Complete the following ::
A. From the disaster recovery page below, quote the passage starting with "jincounterintuity" and going on through "extreme weather conditions.".
B. Answer these questions using the disaster recovery page below:
(i) What percentage of availability does the five-nines standard aim for?
(ii) Which man-made disasters must a disaster recovery plan address?
(iii) What does a disaster recovery plan detail?

Reading text ::
####
Disaster Recovery vs. High Availability

jincounterintuity

Disaster Recovery vs. High Availability: What Is the Difference and How Can They Work Together?

What Is Disaster Recovery?

Disaster recovery (DR) is the organization’s ability to respond to and recover from events that negatively affect business operations.

A disaster recovery plan is a documented policy or process designed to standardize an organization’s response to disasters, and enable faster and more effective recovery. It details all actions the relevant roles must take before, during, and after a disaster.

A disaster recovery plan must address:

Man-made disasters—including cyber attacks, terrorism, and human error.
Natural disasters—including earthquakes, landslides, lightning, volcanic eruptions, wildfires, tornadoes, floods, hurricanes, and extreme weather conditions.

What Is High Availability?

High availability (HA) is a system’s ability to operate continuously without experiencing failure for a predefined period.

High availability processes help ensure the system meets a predefined operational performance level. The standard is typically five-nines availability, which aims to achieve 99.999% availability for the system or product at all times.

High availability systems strive to keep critical systems operational even during disasters.

High availability is critical for business continuity, and can even save lives. For example, autonomous vehicles, military control systems, healthcare, and industrial systems are critical and must remain available and operational at all times.

Related content: Read our guide to disaster recovery plans

In this article:

How Disaster Recovery Works
How Does High Availability Work?
Disaster Recovery vs High Availability
High Availability and Disaster Recovery Reinforce One Another
Built-in Data Protection for Disaster Recovery with Cloudian

This article is part of a series on Disaster Recovery.
####
Location identification listing
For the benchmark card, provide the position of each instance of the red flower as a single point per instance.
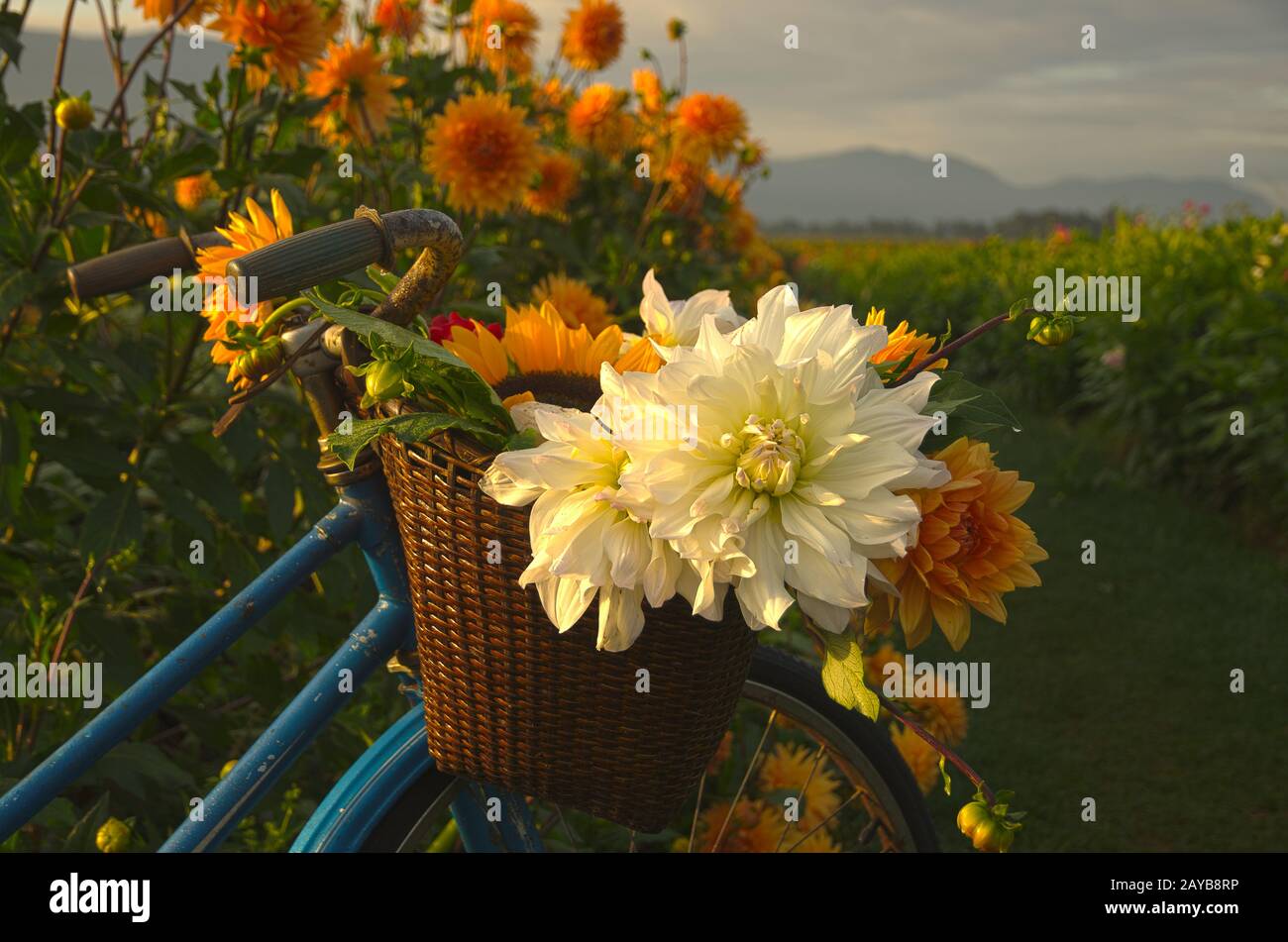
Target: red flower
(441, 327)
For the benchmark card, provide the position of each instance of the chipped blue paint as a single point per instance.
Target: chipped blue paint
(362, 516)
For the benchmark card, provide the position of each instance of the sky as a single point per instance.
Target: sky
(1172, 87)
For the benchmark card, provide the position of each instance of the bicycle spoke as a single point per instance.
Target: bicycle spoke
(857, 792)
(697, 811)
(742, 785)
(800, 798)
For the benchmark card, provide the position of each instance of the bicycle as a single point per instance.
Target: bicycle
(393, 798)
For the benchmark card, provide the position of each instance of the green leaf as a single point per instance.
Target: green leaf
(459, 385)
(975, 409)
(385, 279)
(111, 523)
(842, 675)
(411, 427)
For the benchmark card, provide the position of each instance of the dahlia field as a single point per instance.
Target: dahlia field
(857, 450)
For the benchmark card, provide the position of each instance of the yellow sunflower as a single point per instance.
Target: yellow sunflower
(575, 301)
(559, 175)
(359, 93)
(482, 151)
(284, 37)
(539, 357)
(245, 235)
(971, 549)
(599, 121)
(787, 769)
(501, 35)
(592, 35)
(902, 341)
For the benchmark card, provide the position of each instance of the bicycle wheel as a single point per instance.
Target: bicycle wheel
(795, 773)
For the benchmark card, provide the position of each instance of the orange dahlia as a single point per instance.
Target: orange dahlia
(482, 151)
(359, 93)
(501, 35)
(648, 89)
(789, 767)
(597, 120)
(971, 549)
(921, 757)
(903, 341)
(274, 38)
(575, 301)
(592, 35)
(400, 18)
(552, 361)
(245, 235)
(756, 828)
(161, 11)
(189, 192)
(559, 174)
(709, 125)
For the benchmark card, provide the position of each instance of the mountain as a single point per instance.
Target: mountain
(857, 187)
####
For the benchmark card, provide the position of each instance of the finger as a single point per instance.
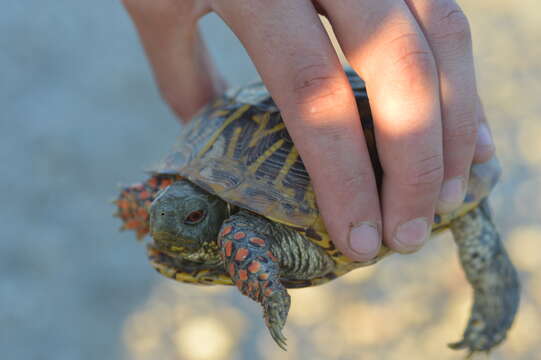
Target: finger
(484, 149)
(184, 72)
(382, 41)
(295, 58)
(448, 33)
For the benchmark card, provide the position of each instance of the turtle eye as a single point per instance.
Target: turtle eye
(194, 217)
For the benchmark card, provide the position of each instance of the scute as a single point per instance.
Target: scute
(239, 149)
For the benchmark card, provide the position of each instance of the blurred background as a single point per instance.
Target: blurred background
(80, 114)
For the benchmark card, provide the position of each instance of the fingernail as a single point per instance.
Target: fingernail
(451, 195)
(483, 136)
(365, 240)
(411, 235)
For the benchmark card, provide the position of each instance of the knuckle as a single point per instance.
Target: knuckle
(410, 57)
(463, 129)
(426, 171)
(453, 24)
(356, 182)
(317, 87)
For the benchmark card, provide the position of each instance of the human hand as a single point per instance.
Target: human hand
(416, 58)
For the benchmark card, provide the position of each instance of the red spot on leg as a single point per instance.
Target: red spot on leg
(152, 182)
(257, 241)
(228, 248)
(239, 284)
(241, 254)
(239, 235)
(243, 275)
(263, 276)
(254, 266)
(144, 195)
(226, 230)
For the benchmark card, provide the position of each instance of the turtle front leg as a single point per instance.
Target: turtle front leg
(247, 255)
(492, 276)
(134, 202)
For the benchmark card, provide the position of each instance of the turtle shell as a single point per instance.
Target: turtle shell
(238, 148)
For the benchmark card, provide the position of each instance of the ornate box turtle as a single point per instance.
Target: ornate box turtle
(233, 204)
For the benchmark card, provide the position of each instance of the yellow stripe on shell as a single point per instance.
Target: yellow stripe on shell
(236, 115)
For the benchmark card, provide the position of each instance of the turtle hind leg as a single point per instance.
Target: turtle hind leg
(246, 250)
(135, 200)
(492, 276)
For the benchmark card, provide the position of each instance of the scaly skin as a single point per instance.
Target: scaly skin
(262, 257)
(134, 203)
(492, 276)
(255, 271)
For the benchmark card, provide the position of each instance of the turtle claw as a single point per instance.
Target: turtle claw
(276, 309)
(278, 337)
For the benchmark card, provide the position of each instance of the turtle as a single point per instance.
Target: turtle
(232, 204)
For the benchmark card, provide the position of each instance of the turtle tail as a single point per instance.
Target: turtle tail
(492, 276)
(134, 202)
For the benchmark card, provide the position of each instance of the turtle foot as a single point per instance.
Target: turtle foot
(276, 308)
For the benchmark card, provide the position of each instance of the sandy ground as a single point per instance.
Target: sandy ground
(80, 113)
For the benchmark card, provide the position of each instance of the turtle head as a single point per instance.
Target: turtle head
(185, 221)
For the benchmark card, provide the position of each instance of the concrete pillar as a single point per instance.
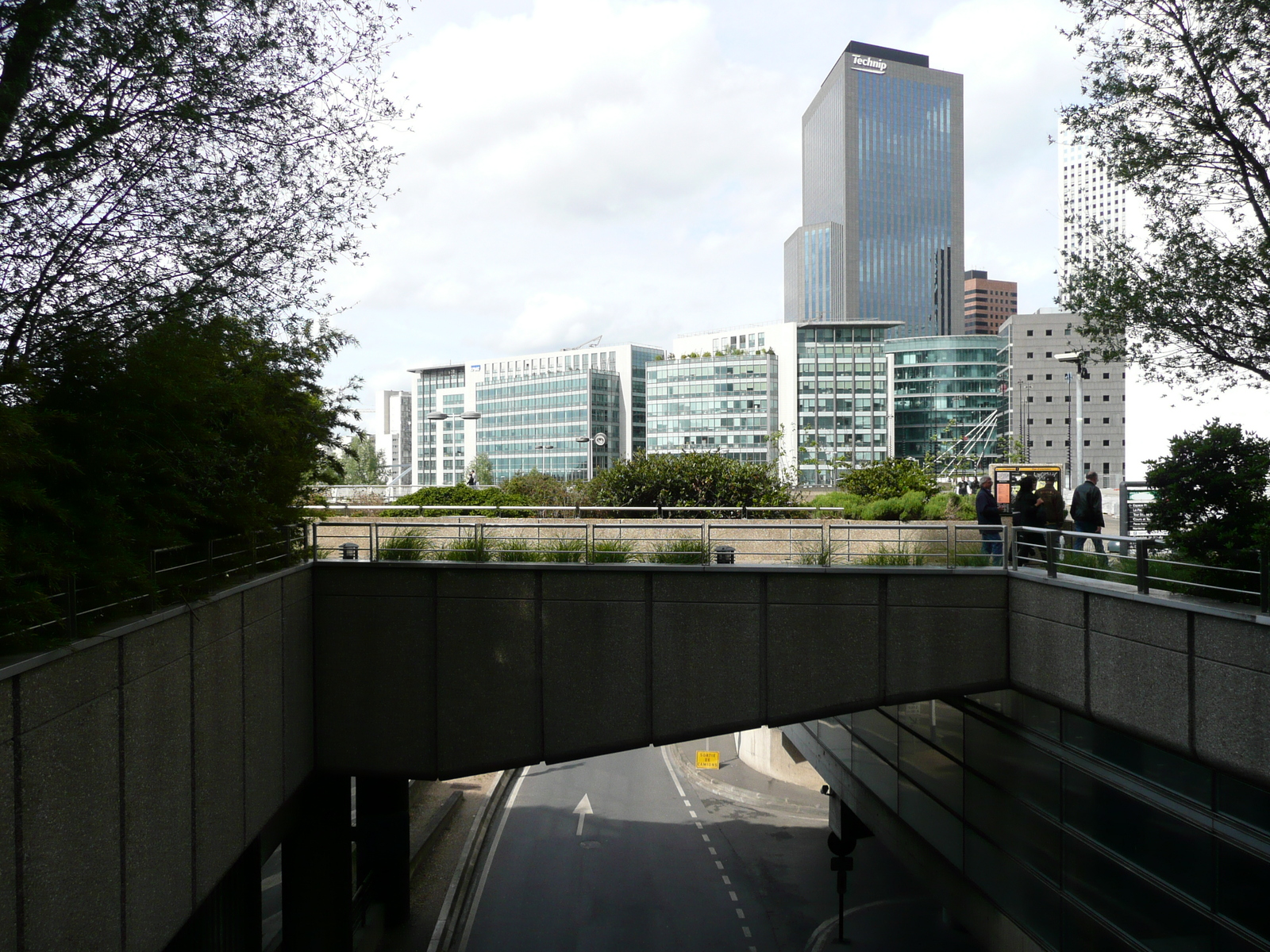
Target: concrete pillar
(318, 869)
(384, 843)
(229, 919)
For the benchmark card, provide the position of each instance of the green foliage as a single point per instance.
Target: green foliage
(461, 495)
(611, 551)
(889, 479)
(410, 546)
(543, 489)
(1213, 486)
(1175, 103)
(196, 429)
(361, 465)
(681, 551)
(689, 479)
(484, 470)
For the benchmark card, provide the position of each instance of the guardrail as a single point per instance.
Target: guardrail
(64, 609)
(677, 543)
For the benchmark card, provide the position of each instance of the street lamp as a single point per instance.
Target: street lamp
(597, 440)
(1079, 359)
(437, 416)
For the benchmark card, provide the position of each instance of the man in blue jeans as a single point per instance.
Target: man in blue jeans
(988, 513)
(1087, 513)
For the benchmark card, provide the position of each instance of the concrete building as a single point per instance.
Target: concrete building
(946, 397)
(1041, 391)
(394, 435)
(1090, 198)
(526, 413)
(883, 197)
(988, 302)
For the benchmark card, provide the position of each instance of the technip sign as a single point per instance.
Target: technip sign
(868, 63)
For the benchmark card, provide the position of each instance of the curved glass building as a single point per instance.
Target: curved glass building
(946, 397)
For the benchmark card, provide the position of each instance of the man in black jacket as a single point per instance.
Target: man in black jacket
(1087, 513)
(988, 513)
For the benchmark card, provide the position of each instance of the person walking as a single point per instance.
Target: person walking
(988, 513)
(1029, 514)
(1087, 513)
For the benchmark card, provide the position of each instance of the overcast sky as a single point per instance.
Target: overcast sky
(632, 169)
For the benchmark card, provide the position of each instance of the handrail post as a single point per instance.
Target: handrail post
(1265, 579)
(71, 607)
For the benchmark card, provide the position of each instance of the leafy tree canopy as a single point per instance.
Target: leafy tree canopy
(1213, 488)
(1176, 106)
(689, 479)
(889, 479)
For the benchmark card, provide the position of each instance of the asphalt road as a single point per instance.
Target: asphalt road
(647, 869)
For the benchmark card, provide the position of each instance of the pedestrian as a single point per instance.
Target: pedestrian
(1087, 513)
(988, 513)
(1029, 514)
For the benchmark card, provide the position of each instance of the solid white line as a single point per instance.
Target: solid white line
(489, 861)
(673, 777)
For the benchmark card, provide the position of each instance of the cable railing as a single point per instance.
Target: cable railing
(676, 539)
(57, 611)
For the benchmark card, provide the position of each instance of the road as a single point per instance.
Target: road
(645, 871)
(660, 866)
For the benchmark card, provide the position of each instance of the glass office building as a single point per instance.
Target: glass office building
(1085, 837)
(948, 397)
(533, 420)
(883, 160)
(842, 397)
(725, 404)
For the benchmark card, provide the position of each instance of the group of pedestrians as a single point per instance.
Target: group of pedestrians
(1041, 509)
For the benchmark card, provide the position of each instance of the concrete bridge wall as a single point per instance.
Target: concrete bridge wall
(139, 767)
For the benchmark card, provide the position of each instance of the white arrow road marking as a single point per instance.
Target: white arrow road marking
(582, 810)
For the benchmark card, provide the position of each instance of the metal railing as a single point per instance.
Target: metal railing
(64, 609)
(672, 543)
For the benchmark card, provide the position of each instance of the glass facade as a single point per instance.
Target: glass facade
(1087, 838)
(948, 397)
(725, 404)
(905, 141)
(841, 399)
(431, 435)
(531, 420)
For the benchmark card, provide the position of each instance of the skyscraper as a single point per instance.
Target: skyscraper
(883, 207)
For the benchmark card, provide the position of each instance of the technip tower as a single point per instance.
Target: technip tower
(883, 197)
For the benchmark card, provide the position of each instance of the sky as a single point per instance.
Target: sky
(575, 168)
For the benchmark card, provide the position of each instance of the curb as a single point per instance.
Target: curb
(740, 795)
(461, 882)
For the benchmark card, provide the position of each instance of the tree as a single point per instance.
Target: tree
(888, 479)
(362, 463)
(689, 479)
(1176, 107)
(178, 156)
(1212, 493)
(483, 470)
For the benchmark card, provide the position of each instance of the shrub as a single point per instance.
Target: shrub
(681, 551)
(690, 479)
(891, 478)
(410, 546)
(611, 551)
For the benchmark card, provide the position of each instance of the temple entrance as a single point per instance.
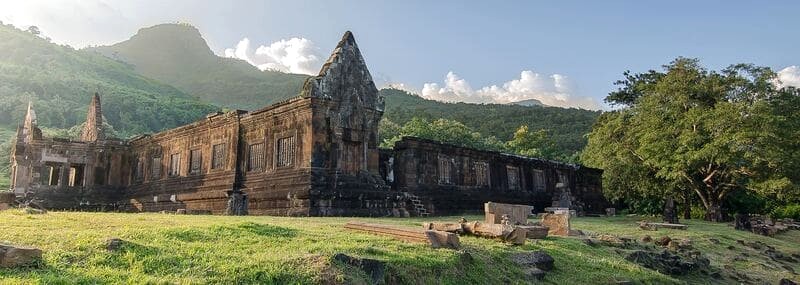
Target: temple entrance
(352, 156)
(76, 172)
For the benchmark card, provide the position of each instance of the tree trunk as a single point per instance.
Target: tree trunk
####
Answers to each task ::
A.
jincounterintuity

Disaster Recovery vs. High Availability: What Is the Difference and How Can They Work Together?

What Is Disaster Recovery?

Disaster recovery (DR) is the organization’s ability to respond to and recover from events that negatively affect business operations.

A disaster recovery plan is a documented policy or process designed to standardize an organization’s response to disasters, and enable faster and more effective recovery. It details all actions the relevant roles must take before, during, and after a disaster.

A disaster recovery plan must address:

Man-made disasters—including cyber attacks, terrorism, and human error.
Natural disasters—including earthquakes, landslides, lightning, volcanic eruptions, wildfires, tornadoes, floods, hurricanes, and extreme weather conditions.

B.
(i) 99.999%
(ii) Cyber attacks, terrorism, and human error
(iii) All actions the relevant roles must take before, during, and after a disaster